AUSZUG:
Irgendwann geht es aufwärts

Nach dem Absturz der US-Börsen lässt sich die wirtschaftliche Rezession in den USA für die kommenden Monate wohl nicht mehr abwenden

von HANNES KOCH
und ANDREAS LAUTZ

Die Rezession in den USA ist wohl nicht mehr zu verhindern. Am ersten Handelstag der US-Börse, als die Aktien nach den Angriffen auf World Trade Center und US-Verteidigungsministerium massiv einbrachen, räumte auch US-Vizepräsident Dick Cheney ein, ein Abschwung sei „gut möglich“. Die Kursverluste entziehen Unternehmen wie Verbrauchern Milliarden Kapital, was zu geringeren Investitionen und einer nachlassenden Nachfrage führen dürfte.

Am Montag hatten die im Dow-Jones-Index verzeichneten Aktien der wichtigsten US-Unternehmen mehr als sieben Prozent ihres Wertes verloren. Obwohl der Rückgang noch geringer ausfiel, als von vielen befürchtet, verbuchte der Dow-Jones-Index damit doch den größten Tagesverlust seiner Geschichte. Besonders in den letzten Stunden, am späten Montagabend europäischer Zeit, verkauften die Investoren große Mengen Aktien, unter anderem von US-Fluglinien. Manche büßten die Hälfte ihres Aktienkapitals ein. Selbst die überraschenden und koordinierten Zinssenkungen durch die US-Notenbank und die Europäische Zentralbank konnten die Börsen in den USA nicht ins Plus bringen.

(Ausschnitt aus einer Datendatei)

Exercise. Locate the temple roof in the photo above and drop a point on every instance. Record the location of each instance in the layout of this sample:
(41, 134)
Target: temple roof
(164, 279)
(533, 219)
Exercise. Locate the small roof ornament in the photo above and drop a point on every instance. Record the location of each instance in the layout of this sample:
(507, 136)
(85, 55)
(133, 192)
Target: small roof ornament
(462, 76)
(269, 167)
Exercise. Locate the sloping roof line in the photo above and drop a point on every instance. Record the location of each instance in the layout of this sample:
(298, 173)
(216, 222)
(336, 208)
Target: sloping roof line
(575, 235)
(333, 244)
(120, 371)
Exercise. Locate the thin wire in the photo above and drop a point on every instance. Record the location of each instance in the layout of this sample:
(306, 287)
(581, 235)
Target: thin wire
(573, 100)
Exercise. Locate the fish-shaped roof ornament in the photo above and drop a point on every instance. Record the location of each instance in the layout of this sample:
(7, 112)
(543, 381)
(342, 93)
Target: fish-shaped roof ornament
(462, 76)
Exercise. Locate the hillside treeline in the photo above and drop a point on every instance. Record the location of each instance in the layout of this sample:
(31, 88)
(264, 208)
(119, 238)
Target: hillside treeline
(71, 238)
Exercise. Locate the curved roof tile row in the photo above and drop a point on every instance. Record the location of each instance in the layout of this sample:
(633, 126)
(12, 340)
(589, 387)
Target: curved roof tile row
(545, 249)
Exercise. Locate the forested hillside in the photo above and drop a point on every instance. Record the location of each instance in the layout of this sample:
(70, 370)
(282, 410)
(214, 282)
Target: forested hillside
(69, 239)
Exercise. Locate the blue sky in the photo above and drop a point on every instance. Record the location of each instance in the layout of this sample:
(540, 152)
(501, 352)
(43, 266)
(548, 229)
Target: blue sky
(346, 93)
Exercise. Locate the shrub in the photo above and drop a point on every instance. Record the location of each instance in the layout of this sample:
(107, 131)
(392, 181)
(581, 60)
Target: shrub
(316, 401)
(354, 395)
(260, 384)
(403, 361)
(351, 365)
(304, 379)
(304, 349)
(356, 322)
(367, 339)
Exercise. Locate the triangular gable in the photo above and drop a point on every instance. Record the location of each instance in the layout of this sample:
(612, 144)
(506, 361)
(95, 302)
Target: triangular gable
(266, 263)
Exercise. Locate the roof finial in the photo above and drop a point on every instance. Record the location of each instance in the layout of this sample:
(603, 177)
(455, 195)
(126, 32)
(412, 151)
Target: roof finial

ZIEL 1:
Beantworten Sie diese Fragen zum Artikel über den Börsenabsturz:
(a) Wer räumte ein, ein Abschwung sei „gut möglich“?
(b) Wie viel Prozent ihres Wertes verloren die Aktien im Dow-Jones-Index am Montag?
(c) Welche beiden Notenbanken senkten überraschend und koordiniert die Zinsen?
ZIEL 2: Führen Sie den Artikel über den Börsenabsturz nach seinem letzten Satz weiter.
Die Zeilen stehen in keinem Zusammenhang mit dem Artikel über den Börsenabsturz.

RICHTIGE ANTWORT 1:
(a) US-Vizepräsident Dick Cheney
(b) Mehr als sieben Prozent
(c) Die US-Notenbank und die Europäische Zentralbank

RICHTIGE ANTWORT 2:
Das Tief der Kurse spiegelt die wirtschaftlichen Schwierigkeiten, die in Folge der Terror-Angriffe von vergangener Woche zunehmen. Schlecht für die Konjunktur und damit für die Aussichten vieler Firmen ist, dass der Ölpreis steigt. Er übersprang gestern erstmals seit Anfang des Jahres wieder die Marke von 30 US-Dollar pro Barrel, sank jedoch im Laufe des Tages wieder auf 28 Dollar. Nicht nur die Höhe des Preises und seine Schwankungen bedeuten ein Risiko, auch die geringen Ölvorräte in den Lagern der nördlichen Wirtschaftsnationen sind von Nachteil – besonders, wenn es zu militärischen Auseinandersetzungen im Nahen und Mittleren Osten kommt.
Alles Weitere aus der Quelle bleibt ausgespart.